*REQUEST*. Present each line of the data below as a numbered list, skipping any blank lines and leaving out the pictures.

*THE DATA*.
++++
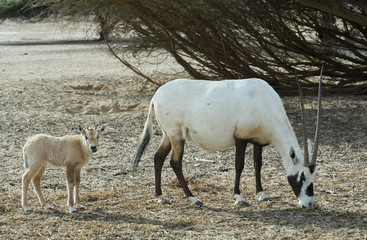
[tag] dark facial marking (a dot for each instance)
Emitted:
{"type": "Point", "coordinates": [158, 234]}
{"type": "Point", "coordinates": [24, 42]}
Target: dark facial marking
{"type": "Point", "coordinates": [309, 190]}
{"type": "Point", "coordinates": [312, 168]}
{"type": "Point", "coordinates": [296, 185]}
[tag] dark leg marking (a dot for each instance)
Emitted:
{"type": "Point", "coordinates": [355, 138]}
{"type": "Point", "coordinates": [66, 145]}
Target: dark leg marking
{"type": "Point", "coordinates": [239, 165]}
{"type": "Point", "coordinates": [176, 164]}
{"type": "Point", "coordinates": [258, 165]}
{"type": "Point", "coordinates": [159, 158]}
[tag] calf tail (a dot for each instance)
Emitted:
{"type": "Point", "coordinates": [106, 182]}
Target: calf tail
{"type": "Point", "coordinates": [25, 159]}
{"type": "Point", "coordinates": [145, 138]}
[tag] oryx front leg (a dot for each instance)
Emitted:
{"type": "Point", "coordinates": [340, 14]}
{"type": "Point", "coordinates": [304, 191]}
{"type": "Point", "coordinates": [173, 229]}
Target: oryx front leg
++++
*RESPONSE TO THE TASK*.
1. [tag] dark facial marking (a dot for each instance)
2. Emitted:
3. {"type": "Point", "coordinates": [158, 234]}
4. {"type": "Point", "coordinates": [24, 42]}
5. Target: dark facial marking
6. {"type": "Point", "coordinates": [309, 190]}
7. {"type": "Point", "coordinates": [312, 168]}
8. {"type": "Point", "coordinates": [296, 185]}
9. [tag] dark leg marking (a dot for each instance)
10. Emitted:
11. {"type": "Point", "coordinates": [355, 138]}
12. {"type": "Point", "coordinates": [66, 145]}
13. Target: dark leg marking
14. {"type": "Point", "coordinates": [239, 165]}
15. {"type": "Point", "coordinates": [176, 164]}
16. {"type": "Point", "coordinates": [258, 165]}
17. {"type": "Point", "coordinates": [159, 158]}
18. [tag] calf tail (a dot for each instance)
19. Emitted:
20. {"type": "Point", "coordinates": [106, 182]}
21. Target: calf tail
22. {"type": "Point", "coordinates": [25, 159]}
23. {"type": "Point", "coordinates": [145, 138]}
24. [tag] oryx front leg (a dot for each instance)
25. Emitted:
26. {"type": "Point", "coordinates": [340, 14]}
27. {"type": "Point", "coordinates": [304, 191]}
28. {"type": "Point", "coordinates": [173, 229]}
29. Target: oryx front leg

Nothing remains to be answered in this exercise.